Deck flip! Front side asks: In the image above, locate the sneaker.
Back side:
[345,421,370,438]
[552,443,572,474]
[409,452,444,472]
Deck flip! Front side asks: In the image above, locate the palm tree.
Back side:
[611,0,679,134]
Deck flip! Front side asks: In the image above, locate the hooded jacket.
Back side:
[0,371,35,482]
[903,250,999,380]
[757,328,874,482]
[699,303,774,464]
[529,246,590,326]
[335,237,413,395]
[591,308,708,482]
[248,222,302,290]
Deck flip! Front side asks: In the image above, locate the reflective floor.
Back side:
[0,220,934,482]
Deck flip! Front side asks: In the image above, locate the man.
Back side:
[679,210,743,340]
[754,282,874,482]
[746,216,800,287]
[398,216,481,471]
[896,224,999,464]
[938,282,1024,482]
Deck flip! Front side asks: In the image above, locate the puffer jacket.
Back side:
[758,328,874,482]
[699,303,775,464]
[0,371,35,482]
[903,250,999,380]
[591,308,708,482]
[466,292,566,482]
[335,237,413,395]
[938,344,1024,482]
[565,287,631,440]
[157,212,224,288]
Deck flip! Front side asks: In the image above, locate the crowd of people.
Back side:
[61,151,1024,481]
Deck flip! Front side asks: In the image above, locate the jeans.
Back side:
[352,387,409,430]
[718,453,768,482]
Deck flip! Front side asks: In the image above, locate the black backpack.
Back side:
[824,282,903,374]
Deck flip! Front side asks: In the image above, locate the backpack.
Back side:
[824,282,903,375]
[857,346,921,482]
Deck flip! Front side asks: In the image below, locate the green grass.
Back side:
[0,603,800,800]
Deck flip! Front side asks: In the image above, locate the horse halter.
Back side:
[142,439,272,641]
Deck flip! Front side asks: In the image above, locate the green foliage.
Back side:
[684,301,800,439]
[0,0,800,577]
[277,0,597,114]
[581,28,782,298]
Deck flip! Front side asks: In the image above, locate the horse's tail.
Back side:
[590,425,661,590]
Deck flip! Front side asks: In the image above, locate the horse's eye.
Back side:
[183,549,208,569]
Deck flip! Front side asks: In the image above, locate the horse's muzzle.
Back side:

....

_Exercise instructions_: Convert the records between the lines holding "the reflective floor." and "[718,453,768,482]", inclusive, into a numbered list, leaving out any blank lines.

_Finished task_:
1. Deck flip! Front side asks: In the image above, locate the reflective floor.
2. Back side:
3. [0,220,934,482]
4. Deck flip! Front side asks: In the image above, locate the man.
5. Back side:
6. [679,210,743,340]
7. [754,282,874,482]
8. [746,216,800,287]
9. [398,216,481,471]
10. [896,224,999,464]
11. [938,282,1024,482]
12. Deck flip! Front side asks: In the image above, locate the puffer jacket.
13. Back side:
14. [758,328,874,482]
15. [699,303,775,464]
16. [0,371,35,482]
17. [903,250,999,380]
18. [591,308,708,482]
19. [466,292,566,482]
20. [335,237,413,395]
21. [938,344,1024,482]
22. [565,287,631,440]
23. [157,212,224,288]
24. Deck flip! Front side asks: In the image above, locate the crowd of people.
25. Back side:
26. [61,151,1024,481]
27. Deck flip! Front side asks: In the image above, locate the jeans.
28. Back side:
29. [352,387,409,430]
30. [718,453,768,482]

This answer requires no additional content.